Exercise:
Arrange the items between the line holding "Can you see the orange" and the line holding "Can you see the blurred background", inclusive, as a JSON list of strings with one string per line and no blank lines.

Input data:
──────────

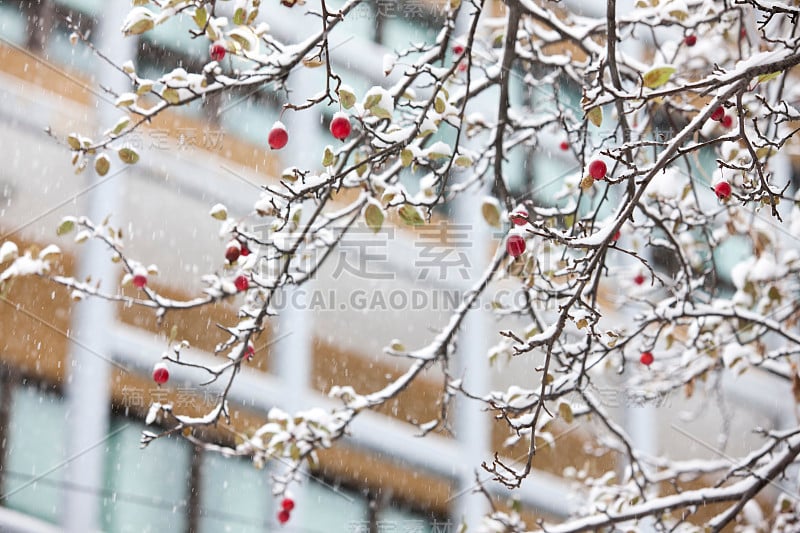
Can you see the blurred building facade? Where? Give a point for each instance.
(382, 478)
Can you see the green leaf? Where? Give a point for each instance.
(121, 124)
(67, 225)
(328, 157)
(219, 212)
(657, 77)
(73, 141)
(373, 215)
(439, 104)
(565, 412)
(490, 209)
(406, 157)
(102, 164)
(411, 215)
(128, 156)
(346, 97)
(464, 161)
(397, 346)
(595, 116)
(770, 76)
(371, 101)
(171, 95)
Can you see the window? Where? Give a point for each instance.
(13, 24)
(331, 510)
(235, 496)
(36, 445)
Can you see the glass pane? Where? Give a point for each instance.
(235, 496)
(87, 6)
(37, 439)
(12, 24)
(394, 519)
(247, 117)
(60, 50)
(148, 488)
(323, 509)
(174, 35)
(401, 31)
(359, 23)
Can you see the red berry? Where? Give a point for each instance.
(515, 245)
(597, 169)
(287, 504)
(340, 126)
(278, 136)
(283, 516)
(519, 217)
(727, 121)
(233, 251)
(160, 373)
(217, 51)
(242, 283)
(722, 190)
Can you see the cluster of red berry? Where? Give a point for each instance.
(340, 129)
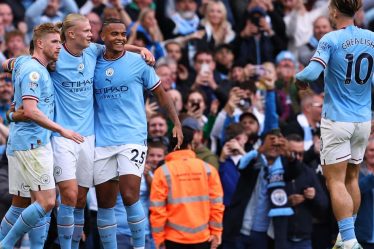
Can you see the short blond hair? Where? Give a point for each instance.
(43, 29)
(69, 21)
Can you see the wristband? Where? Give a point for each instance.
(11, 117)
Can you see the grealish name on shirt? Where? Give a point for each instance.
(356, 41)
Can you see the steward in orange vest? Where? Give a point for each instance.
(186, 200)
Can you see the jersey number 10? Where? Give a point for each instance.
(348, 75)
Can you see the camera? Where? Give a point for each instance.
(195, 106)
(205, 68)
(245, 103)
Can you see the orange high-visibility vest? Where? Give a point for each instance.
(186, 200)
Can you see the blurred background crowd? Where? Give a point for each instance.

──────────

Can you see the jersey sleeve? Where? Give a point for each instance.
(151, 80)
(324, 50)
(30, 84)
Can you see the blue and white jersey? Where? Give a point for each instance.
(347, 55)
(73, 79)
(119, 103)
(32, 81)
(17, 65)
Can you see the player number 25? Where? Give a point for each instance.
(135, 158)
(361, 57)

──────────

Solved exercise:
[
  "Can you see the orange high-visibility vest? Where? Give a point for each instance.",
  "(186, 200)",
  "Can you see the blurred background crowd? Where? Give a point for each instance."
]